SHORT EXERCISE:
Turn the records into a JSON list of strings, starting at the line containing "Target: gorge wall" and continuing through the end of the records, with one string per line. Skip blank lines and leave out the pictures.

SUPPLIED MATERIAL:
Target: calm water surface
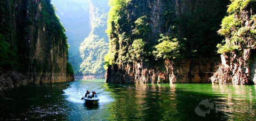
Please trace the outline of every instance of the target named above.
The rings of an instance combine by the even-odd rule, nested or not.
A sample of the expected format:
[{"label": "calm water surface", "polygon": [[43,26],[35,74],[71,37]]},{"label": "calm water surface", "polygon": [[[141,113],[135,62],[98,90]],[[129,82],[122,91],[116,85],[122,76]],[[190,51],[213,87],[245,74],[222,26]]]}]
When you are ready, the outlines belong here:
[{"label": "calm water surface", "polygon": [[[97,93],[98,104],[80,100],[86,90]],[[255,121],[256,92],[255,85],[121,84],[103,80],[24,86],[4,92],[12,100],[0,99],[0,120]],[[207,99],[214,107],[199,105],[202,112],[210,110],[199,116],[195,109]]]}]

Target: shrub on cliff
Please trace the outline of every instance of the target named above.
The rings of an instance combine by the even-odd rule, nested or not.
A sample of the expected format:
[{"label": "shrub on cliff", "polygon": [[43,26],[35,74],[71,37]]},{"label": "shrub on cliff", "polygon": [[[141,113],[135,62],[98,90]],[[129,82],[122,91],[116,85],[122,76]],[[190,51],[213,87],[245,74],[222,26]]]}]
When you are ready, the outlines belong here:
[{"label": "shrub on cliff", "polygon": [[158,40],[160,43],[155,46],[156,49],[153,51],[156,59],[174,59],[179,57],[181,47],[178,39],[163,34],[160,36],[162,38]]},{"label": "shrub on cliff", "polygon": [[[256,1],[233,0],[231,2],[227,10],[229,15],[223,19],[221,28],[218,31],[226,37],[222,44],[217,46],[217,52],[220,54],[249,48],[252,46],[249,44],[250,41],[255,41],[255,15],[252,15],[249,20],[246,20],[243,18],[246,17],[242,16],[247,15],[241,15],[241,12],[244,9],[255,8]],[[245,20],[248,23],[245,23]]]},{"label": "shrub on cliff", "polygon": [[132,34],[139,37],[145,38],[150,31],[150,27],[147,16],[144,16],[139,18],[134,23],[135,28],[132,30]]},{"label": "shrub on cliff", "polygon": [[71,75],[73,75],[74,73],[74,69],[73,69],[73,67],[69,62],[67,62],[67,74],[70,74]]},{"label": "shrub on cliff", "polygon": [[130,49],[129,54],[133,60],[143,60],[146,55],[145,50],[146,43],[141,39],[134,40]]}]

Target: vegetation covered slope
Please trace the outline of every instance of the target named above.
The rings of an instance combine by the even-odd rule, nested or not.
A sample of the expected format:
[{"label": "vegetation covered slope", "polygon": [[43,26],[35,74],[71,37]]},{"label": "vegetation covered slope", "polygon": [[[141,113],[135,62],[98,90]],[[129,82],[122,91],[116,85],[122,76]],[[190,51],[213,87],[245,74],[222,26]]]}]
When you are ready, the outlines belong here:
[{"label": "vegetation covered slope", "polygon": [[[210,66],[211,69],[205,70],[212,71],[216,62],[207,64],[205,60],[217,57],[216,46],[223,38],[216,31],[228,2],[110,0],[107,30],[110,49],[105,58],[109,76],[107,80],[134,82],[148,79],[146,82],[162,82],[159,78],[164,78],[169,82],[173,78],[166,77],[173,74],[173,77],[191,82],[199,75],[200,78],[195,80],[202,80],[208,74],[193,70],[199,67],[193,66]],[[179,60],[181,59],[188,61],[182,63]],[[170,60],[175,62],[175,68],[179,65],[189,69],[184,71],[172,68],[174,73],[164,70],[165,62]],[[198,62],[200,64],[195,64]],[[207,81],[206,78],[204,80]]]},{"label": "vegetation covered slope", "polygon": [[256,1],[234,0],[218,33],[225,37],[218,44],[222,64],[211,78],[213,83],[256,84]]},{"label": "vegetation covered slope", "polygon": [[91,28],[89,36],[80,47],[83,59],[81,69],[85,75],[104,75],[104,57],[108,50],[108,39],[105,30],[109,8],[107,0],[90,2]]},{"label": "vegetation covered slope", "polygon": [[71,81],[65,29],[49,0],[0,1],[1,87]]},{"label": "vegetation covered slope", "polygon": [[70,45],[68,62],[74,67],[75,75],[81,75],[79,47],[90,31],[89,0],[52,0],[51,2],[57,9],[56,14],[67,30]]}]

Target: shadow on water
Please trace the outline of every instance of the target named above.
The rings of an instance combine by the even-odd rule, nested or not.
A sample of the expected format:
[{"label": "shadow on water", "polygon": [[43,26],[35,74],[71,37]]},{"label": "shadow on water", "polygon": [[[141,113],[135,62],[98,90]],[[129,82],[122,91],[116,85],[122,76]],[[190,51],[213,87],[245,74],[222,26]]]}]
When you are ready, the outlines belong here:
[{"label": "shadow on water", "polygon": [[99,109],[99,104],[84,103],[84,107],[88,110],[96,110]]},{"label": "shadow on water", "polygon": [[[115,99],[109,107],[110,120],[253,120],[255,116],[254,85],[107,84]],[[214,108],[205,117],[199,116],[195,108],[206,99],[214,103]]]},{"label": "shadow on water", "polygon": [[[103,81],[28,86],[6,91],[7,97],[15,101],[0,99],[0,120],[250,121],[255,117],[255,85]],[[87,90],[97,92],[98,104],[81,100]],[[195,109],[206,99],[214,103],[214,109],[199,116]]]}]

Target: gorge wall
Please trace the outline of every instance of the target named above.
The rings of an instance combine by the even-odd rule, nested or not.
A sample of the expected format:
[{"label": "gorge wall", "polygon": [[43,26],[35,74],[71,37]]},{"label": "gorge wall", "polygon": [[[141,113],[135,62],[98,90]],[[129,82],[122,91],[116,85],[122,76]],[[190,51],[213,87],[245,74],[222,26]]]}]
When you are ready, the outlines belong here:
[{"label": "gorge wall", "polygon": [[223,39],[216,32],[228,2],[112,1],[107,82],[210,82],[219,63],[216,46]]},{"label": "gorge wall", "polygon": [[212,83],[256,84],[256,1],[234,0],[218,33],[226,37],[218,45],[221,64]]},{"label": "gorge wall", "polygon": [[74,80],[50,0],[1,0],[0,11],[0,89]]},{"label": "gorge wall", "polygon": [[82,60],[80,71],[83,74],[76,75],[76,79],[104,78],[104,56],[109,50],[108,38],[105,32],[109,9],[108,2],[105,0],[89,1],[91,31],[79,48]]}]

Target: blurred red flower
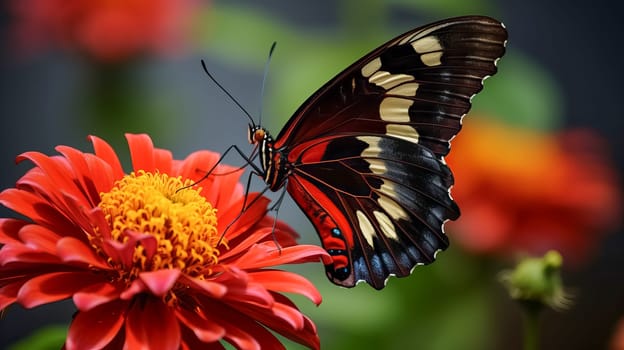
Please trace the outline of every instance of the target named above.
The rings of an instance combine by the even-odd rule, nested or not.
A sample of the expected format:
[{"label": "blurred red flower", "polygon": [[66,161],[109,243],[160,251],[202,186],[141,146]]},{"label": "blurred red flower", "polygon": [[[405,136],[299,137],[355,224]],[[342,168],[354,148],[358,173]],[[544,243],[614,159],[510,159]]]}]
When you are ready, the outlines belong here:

OUTPUT FOR THIS TASK:
[
  "Target: gorge wall",
  "Please trace the outline of every instance of the target named above.",
  "The rings of an instance combine by the even-odd rule, nested or not.",
  "A sample of the expected format:",
  "[{\"label\": \"gorge wall\", \"polygon\": [[43,26],[35,74],[71,37]]},{\"label\": \"gorge wall\", \"polygon\": [[[141,113],[135,62],[98,90]],[[129,82],[122,91],[116,85],[122,76]],[[190,51],[213,87],[245,74],[222,26]]]}]",
  "When you are ready, the outlines belong here:",
  "[{\"label\": \"gorge wall\", \"polygon\": [[223,39],[216,32],[228,2],[112,1],[107,82],[210,82],[219,63],[216,46]]},{\"label\": \"gorge wall\", \"polygon\": [[212,83],[256,84],[256,1],[234,0],[218,33],[226,37],[218,45],[221,64]]},{\"label\": \"gorge wall\", \"polygon\": [[74,80],[50,0],[1,0],[0,11],[0,89]]},{\"label\": \"gorge wall\", \"polygon\": [[82,60],[80,71],[83,74],[76,75],[76,79],[104,78],[104,56],[109,50],[108,38],[105,32],[109,9],[108,2],[105,0],[89,1],[91,31],[79,48]]}]",
  "Target: blurred red flower",
  "Please trace the outline of every instance of the target named above.",
  "The rings of an instance combine by the even-odd rule, nested or not.",
  "A sample of the expected format:",
  "[{\"label\": \"blurred red flower\", \"polygon\": [[66,161],[109,243],[160,251],[202,186],[141,146]]},{\"label\": \"blurred red flower\", \"polygon\": [[[405,136],[299,137],[355,224]],[[342,168],[354,148],[358,173]],[[544,243],[614,159],[510,159]]]}]",
  "When you are ready, the outlines belong here:"
]